## Experiment Overview: Free Trial Screener
  At the time of this experiment, Udacity courses currently have two options on the course overview page: "start free trial", and "access course materials". If the student clicks "start free trial", they will be asked to enter their credit card information, and then they will be enrolled in a free trial for the paid version of the course. After 14 days, they will automatically be charged unless they cancel first. If the student clicks "access course materials", they will be able to view the videos and take the quizzes for free, but they will not receive coaching support or a verified certificate, and they will not submit their final project for feedback.
  
  In the experiment, Udacity tested a change where if the student clicked "start free trial", they were asked how much time they had available to devote to the course. If the student indicated 5 or more hours per week, they would be taken through the checkout process as usual. If they indicated fewer than 5 hours per week, a message would appear indicating that Udacity courses usually require a greater time commitment for successful completion, and suggesting that the student might like to access the course materials for free. At this point, the student would have the option to continue enrolling in the free trial, or access the course materials for free instead. This screenshot shows what the experiment looks like.

The hypothesis was that this might set clearer expectations for students upfront, thus reducing the number of frustrated students who left the free trial because they didn't have enough time—without significantly reducing the number of students to continue past the free trial and eventually complete the course. If this hypothesis held true, Udacity could improve the overall student experience and improve coaches' capacity to support students who are likely to complete the course.

The unit of diversion is a cookie, although if the student enrolls in the free trial, they are tracked by user-id from that point forward. The same user-id cannot enroll in the free trial twice. For users that do not enroll, their user-id is not tracked in the experiment, even if they were signed in when they visited the course overview page.

* The Free Trial Screener image: https://drive.google.com/file/d/0ByAfiG8HpNUMakVrS0s4cGN2TjQ/view?resourcekey=0-6_dPu8BRM1XlRgV51nIbtA
* Final Project Baseline Values: https://docs.google.com/spreadsheets/d/1MYNUtC47Pg8hdoCjOXaHqF-thheGpUshrFA21BAJnNc/edit#gid=0
* Final Project Results: https://docs.google.com/spreadsheets/d/1Mu5u9GrybDdska-ljPXyBjTpdZIUev_6i7t4LRDfXM8/edit#gid=0


# 1. Metric Choice (invariant metric and evaluation metric)

Which of the following metrics would you choose to measure for this experiment and why? For each metric you choose, 
indicate whether you would use it as an invariant metric or an evaluation metric. The practical significance boundary 
for each metric, that is, the difference that would have to be observed before that was a meaningful change for the business, 
is given in parentheses. All practical significance boundaries are given as absolute changes.

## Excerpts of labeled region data
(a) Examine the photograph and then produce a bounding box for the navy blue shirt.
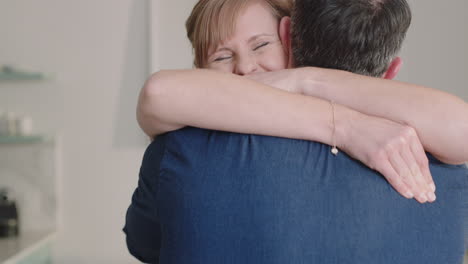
[124,127,468,264]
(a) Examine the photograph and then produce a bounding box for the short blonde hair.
[185,0,294,68]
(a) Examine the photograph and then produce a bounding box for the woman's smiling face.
[206,1,287,75]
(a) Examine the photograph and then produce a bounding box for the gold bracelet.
[330,101,338,156]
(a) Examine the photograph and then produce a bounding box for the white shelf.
[0,230,56,264]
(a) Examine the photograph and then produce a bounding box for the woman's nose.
[234,56,258,75]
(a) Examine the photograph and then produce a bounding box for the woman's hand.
[337,108,436,203]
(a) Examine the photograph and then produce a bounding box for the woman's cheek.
[259,49,287,71]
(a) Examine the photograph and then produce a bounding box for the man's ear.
[383,57,403,80]
[279,16,292,64]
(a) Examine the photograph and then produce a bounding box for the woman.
[138,0,468,203]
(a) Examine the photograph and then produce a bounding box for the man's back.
[126,127,468,263]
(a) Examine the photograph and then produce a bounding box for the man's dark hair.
[291,0,411,77]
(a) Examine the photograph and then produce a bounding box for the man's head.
[282,0,411,78]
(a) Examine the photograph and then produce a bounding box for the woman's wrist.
[296,67,330,99]
[334,103,362,150]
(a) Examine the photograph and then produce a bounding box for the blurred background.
[0,0,468,264]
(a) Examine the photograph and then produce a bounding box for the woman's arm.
[302,69,468,164]
[137,70,342,145]
[137,70,435,202]
[249,67,468,164]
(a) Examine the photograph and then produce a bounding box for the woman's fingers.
[410,132,436,192]
[400,142,436,202]
[379,160,414,199]
[388,150,427,203]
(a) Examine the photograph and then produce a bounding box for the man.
[125,0,468,263]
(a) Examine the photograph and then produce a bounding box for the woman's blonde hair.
[185,0,293,68]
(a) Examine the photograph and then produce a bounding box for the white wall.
[399,0,468,101]
[0,0,468,264]
[0,0,148,264]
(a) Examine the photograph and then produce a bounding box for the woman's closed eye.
[253,42,270,51]
[213,56,231,62]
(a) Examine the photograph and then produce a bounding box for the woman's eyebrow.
[247,34,274,43]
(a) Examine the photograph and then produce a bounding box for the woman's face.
[206,1,287,75]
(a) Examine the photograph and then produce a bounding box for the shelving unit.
[0,66,52,81]
[0,135,61,264]
[0,135,48,145]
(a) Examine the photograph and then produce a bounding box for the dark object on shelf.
[0,189,19,238]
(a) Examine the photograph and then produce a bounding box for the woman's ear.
[383,57,403,80]
[279,16,292,64]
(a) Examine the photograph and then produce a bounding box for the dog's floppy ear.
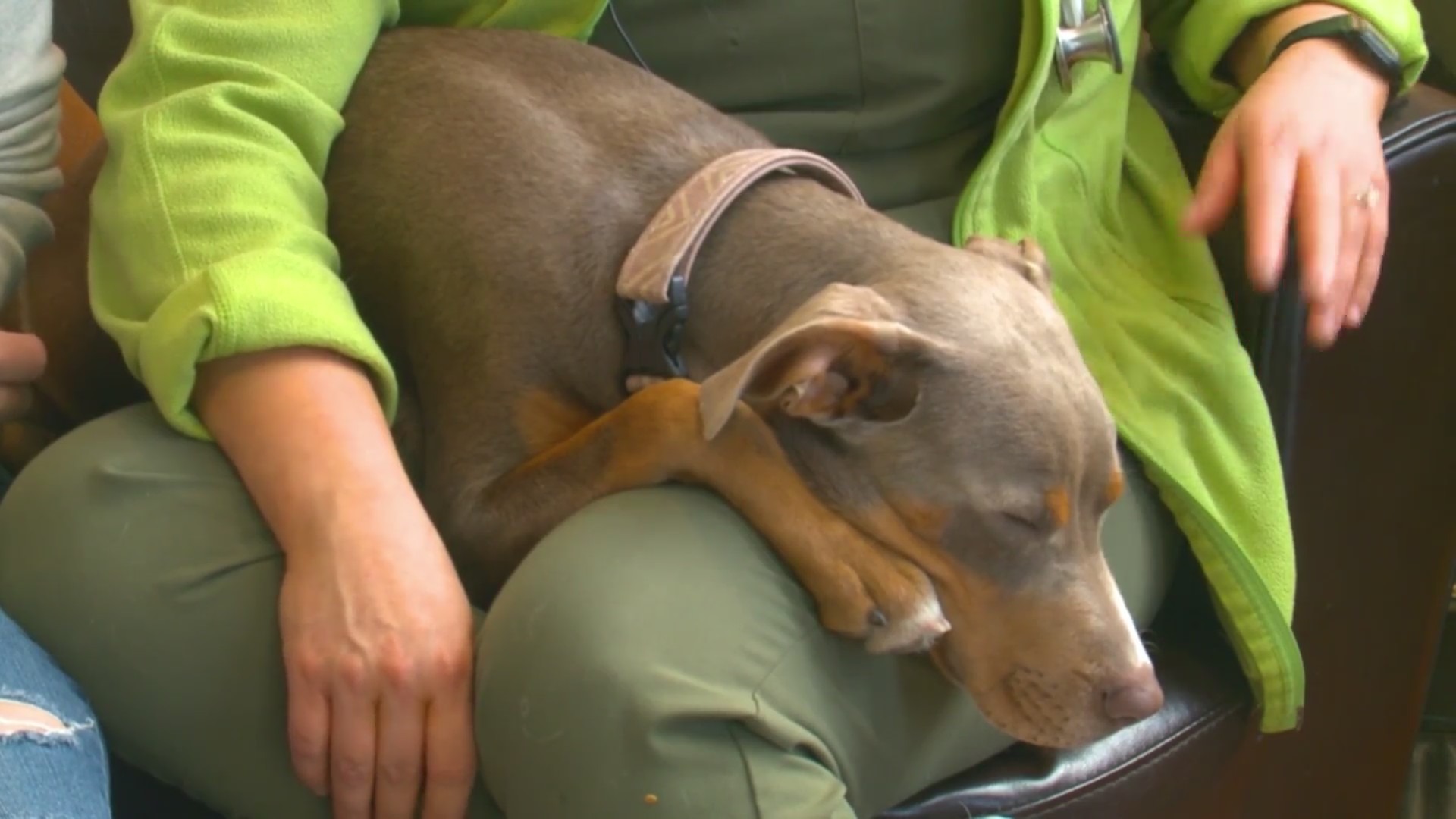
[701,284,939,440]
[965,236,1051,297]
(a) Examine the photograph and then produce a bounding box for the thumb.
[1182,122,1239,236]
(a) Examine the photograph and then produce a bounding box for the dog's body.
[326,29,1162,745]
[0,29,1162,746]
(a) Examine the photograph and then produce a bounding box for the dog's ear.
[965,236,1051,299]
[701,284,939,438]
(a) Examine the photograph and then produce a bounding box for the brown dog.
[3,29,1162,746]
[315,29,1162,746]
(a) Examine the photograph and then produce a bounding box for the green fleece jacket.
[90,0,1427,732]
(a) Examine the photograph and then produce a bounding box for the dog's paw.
[856,548,951,654]
[864,592,951,654]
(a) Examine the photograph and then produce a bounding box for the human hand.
[0,331,46,422]
[1184,31,1391,347]
[193,348,476,819]
[278,495,475,819]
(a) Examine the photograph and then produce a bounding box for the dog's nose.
[1102,666,1163,724]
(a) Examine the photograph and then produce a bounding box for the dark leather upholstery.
[42,0,1456,819]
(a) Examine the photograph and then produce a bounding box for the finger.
[421,685,476,819]
[288,672,329,795]
[1320,168,1373,344]
[374,688,425,819]
[0,331,46,383]
[329,685,378,819]
[1345,177,1391,328]
[1182,124,1239,234]
[0,383,35,422]
[1244,119,1299,290]
[1296,155,1364,345]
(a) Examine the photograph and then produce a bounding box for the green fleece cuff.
[133,251,399,440]
[1169,0,1429,117]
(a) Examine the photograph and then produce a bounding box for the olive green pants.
[0,406,1182,819]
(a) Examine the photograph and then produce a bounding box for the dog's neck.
[682,177,927,381]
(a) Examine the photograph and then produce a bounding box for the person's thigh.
[0,405,500,819]
[0,600,111,819]
[476,446,1181,819]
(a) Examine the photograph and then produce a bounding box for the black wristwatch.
[1269,14,1405,99]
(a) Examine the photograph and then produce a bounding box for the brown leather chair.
[55,0,1456,819]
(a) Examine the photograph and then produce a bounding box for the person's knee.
[476,488,818,813]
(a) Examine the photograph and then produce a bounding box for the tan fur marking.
[888,497,951,544]
[1046,487,1072,529]
[516,389,592,453]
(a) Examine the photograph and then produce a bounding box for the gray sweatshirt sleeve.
[0,0,65,303]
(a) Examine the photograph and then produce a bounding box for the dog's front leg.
[446,381,949,651]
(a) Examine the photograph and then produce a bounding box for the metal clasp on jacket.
[1057,0,1122,92]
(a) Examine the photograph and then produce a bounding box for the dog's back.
[326,28,769,410]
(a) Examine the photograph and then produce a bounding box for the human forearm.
[1228,3,1374,89]
[0,0,65,303]
[1143,0,1429,117]
[193,347,424,551]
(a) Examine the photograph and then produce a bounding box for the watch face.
[1274,14,1402,86]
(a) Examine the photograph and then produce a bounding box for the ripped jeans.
[0,460,111,819]
[0,603,111,819]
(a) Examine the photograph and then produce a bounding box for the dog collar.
[617,149,864,392]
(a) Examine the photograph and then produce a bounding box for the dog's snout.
[1102,664,1163,724]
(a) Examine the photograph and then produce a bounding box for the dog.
[315,28,1162,746]
[0,28,1162,748]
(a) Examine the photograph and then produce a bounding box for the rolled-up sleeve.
[90,0,399,438]
[1143,0,1429,117]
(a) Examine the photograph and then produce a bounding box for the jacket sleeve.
[1143,0,1429,117]
[0,0,65,303]
[91,0,399,438]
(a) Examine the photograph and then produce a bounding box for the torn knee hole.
[0,699,73,739]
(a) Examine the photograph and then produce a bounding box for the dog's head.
[701,233,1162,746]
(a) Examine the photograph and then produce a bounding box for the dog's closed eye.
[999,512,1046,535]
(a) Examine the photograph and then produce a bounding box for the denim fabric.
[0,471,111,819]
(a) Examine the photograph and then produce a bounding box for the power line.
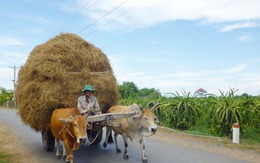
[87,0,146,36]
[9,65,19,108]
[48,0,97,38]
[77,0,128,34]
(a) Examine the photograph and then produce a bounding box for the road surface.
[0,108,253,163]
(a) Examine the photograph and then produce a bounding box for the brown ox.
[103,104,159,163]
[51,108,87,163]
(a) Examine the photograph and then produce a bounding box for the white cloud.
[237,33,252,42]
[221,22,260,32]
[222,64,247,74]
[79,0,260,31]
[0,37,24,46]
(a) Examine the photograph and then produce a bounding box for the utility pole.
[10,65,18,108]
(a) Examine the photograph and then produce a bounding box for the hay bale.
[16,34,119,131]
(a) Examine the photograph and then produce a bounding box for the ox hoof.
[143,159,148,163]
[56,155,61,160]
[124,155,129,159]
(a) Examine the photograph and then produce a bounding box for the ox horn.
[150,102,161,110]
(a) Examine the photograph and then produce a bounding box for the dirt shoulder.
[0,120,36,163]
[153,127,260,163]
[0,107,260,163]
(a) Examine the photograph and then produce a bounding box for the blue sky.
[0,0,260,95]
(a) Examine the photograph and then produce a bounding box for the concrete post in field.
[232,123,240,144]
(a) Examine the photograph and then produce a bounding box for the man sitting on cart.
[78,85,101,116]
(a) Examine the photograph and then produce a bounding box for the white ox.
[103,104,159,163]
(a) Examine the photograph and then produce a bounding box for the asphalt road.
[0,109,250,163]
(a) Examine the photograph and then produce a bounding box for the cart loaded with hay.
[16,33,134,151]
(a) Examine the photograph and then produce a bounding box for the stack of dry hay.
[16,34,120,131]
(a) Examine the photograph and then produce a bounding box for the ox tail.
[107,131,114,144]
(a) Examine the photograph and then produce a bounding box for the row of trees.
[0,82,260,142]
[119,82,260,142]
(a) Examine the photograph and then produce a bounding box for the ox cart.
[42,112,137,151]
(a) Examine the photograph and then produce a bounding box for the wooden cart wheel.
[42,130,55,151]
[87,126,103,145]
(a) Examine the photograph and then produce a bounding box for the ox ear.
[132,111,142,118]
[60,118,68,124]
[68,114,76,122]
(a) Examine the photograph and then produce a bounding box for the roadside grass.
[0,152,12,163]
[0,121,19,163]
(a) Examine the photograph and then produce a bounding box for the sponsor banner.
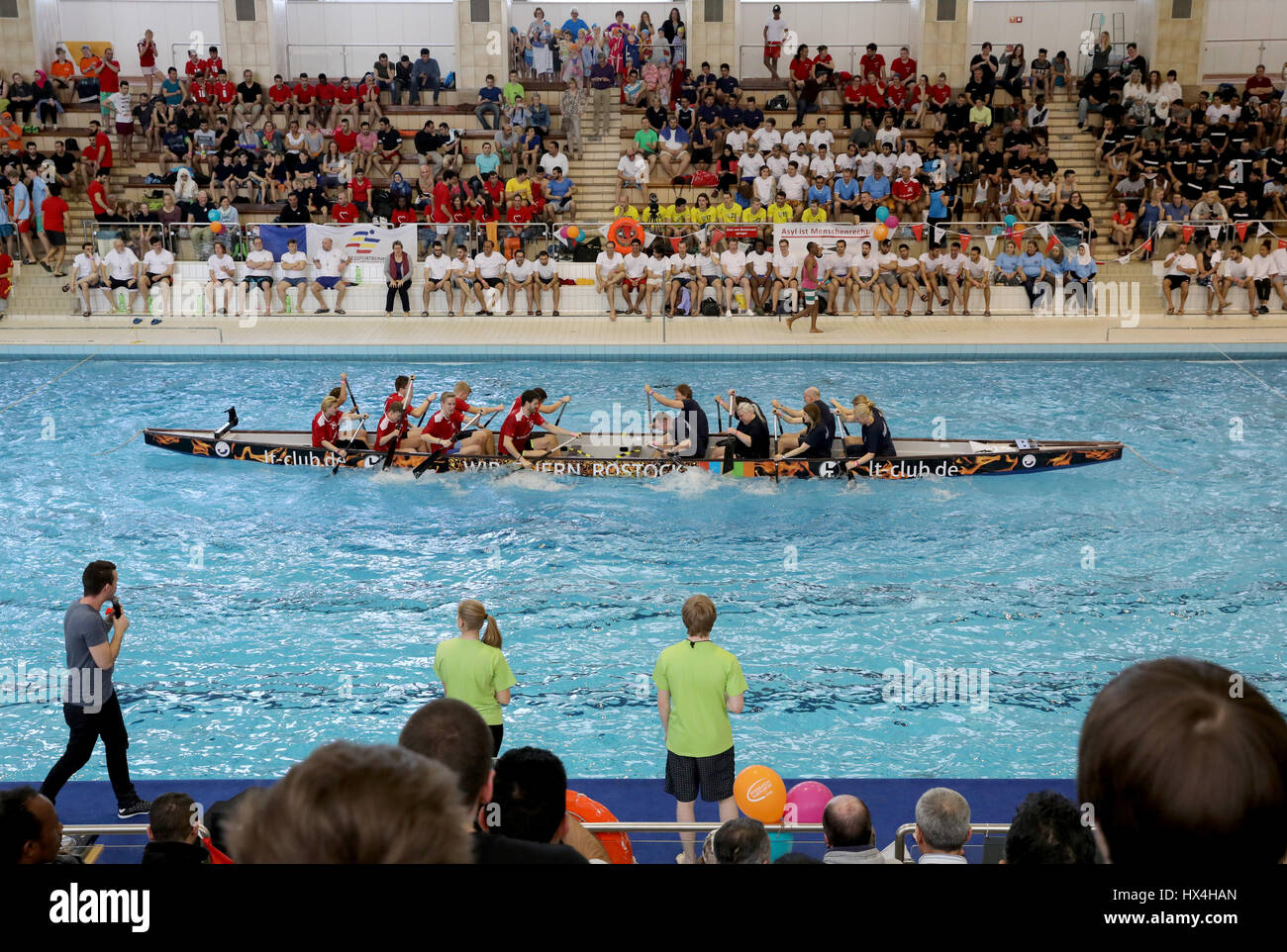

## What you will do
**A.** Answer these questions about the free trial screener passage:
(i) After how many days is a student in the free trial charged automatically unless they cancel?
(ii) What weekly time commitment did a student have to indicate to be taken through checkout as usual?
(iii) What is the unit of diversion in the experiment?
**B.** Carry on the free trial screener passage, starting after its final sentence.

## Results by task
**A.**
(i) 14 days
(ii) 5 or more hours per week
(iii) A cookie

**B.**
Any place "unique cookies" are mentioned, the uniqueness is determined by day. (That is, the same cookie visiting on 
different days would be counted twice.) User-ids are automatically unique since the site does not allow the same user-id 
to enroll twice.

* Number of cookies: That is, number of unique cookies to view the course overview page. (dmin=3000)
* Number of user-ids: That is, number of users who enroll in the free trial. (dmin=50)
* Number of clicks: That is, number of unique cookies to click the "Start free trial" button (which happens 
    before the free trial screener is trigger). (dmin=240)
* Click-through-probability: That is, number of unique cookies to click the "Start free trial" button divided
    by number of unique cookies to view the course overview page. (dmin=0.01) (click free/ all people in that website)
* Gross conversion: That is, number of user-ids to complete checkout and enroll in the free trial divided by number 
    of unique cookies to click the "Start free trial" button. (dmin=0.01) (enroll / click free)
* Retention: That is, number of user-ids to remain enrolled past the 14-day boundary (and thus make at least one payment)
    divided by number of user-ids to complete checkout. (dmin=0.01) (paid users / enroll)
* Net conversion: That is, number of user-ids to remain enrolled past the 14-day boundary (and thus make at least one payment)
    divided by the number of unique cookies to click the "Start free trial" button. (dmin=0.0075) (paid users / click free)
    
    
You should also decide now what results you will be looking for in order to launch the experiment. Would a change in any one 
of your evaluation metrics be sufficient? Would you want to see multiple metrics all move or not move at the same time in order
to launch? This decision will inform your choices while designing the experiment.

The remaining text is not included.